In this cross-sectional study of HIV-1-seropositive women, low serum selenium was independently associated with serum albumin and with the acute phase response, but not with CD4 count or plasma viral load. Further prospective studies may help determine whether associations between low serum selenium and low CD4 count [6, 9] and more advanced HIV-1 disease  could be related to the frequent occurrence of hypoalbuminemia and the acute phase response in people with advanced HIV-1 infection.
Several ingested forms of selenium, including selenomethionine, bind non-specifically to albumin for transport to the liver [11, 18–21]. The liver converts these compounds into selenocysteine, which is used to form various selenoproteins. In total, approximately 55% of selenium in human serum exists in selenoprotein P, another 17–32% exists bound to albumin, mostly in the form of selenomethionine, and only 10% of serum selenium is not protein bound [11, 18, 21]. Since low serum albumin has been independently associated with faster HIV-1 disease progression and higher mortality, low serum selenium may simply reflect a decline in serum albumin among people with more active or advanced HIV-1 disease [6, 23].

Data for analysis:
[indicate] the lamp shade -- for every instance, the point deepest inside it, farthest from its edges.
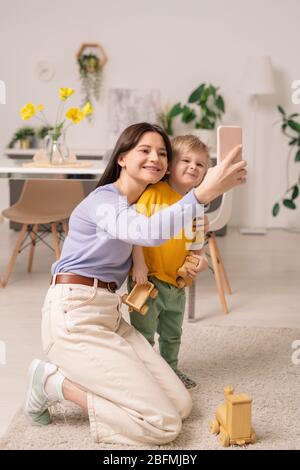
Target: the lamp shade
(258, 78)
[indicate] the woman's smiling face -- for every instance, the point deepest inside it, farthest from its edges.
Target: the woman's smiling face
(147, 162)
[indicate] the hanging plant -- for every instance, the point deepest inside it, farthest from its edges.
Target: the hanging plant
(91, 59)
(291, 129)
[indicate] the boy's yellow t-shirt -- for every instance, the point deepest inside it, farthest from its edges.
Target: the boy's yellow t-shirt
(163, 261)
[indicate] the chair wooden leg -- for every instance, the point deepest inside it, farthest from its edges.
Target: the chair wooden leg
(222, 269)
(55, 241)
(13, 258)
(65, 227)
(217, 272)
(32, 246)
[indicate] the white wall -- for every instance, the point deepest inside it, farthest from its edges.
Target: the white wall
(172, 45)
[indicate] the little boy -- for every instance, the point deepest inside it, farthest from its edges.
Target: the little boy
(165, 315)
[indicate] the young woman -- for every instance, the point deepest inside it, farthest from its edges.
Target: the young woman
(97, 360)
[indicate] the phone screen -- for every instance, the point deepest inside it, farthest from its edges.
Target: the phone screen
(228, 137)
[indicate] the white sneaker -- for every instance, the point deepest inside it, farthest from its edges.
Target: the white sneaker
(37, 401)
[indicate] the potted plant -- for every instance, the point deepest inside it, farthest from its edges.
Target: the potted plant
(55, 140)
(41, 133)
(24, 136)
(211, 108)
(291, 129)
(91, 59)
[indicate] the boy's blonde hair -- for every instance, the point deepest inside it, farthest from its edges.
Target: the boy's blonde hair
(186, 143)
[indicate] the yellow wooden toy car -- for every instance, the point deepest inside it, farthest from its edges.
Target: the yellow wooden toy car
(233, 420)
(137, 298)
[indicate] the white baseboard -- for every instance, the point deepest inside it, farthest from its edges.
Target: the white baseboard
(253, 231)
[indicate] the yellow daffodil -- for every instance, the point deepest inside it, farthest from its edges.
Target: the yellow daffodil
(75, 115)
(65, 93)
(27, 111)
(87, 109)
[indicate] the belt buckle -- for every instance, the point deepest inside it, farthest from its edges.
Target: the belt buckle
(109, 288)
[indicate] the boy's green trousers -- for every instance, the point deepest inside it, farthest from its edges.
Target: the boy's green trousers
(165, 316)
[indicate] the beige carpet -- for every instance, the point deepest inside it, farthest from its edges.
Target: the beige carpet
(256, 361)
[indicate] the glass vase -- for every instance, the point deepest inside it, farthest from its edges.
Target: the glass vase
(56, 148)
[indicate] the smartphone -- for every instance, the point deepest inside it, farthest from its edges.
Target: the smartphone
(228, 137)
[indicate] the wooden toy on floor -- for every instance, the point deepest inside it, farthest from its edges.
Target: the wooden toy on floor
(183, 279)
(233, 420)
(137, 298)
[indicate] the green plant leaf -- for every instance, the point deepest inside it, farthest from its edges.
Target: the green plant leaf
(220, 104)
(294, 125)
(175, 110)
(289, 203)
(188, 114)
(196, 94)
(295, 192)
(275, 209)
(205, 123)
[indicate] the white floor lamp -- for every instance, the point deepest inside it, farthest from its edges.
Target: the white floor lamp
(258, 82)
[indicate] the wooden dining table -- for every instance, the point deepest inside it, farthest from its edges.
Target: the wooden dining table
(14, 170)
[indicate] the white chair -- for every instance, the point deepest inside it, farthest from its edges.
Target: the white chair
(217, 220)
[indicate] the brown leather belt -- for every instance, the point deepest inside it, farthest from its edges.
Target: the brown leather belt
(86, 281)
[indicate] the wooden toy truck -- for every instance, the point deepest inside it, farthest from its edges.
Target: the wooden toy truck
(233, 420)
(183, 279)
(137, 298)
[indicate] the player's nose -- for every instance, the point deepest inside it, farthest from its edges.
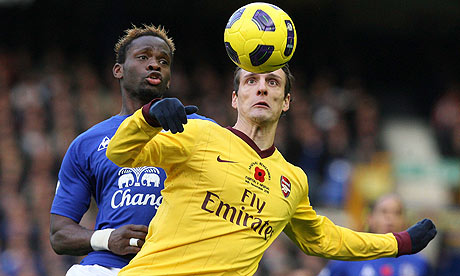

What the exercise asks:
Decide whether each statement agrees with the text on selenium in HIV-1. Answer yes or no, and quote the text's words that settle it. (a) Low serum selenium was independently linked to CD4 count. (b) About 55% of selenium in human serum is in selenoprotein P. (c) The liver turns ingested selenium compounds into selenomethionine.

Reply to the exercise:
(a) No: "but not with CD4 count or plasma viral load"
(b) Yes: "approximately 55% of selenium in human serum exists in selenoprotein P"
(c) No: "The liver converts these compounds into selenocysteine"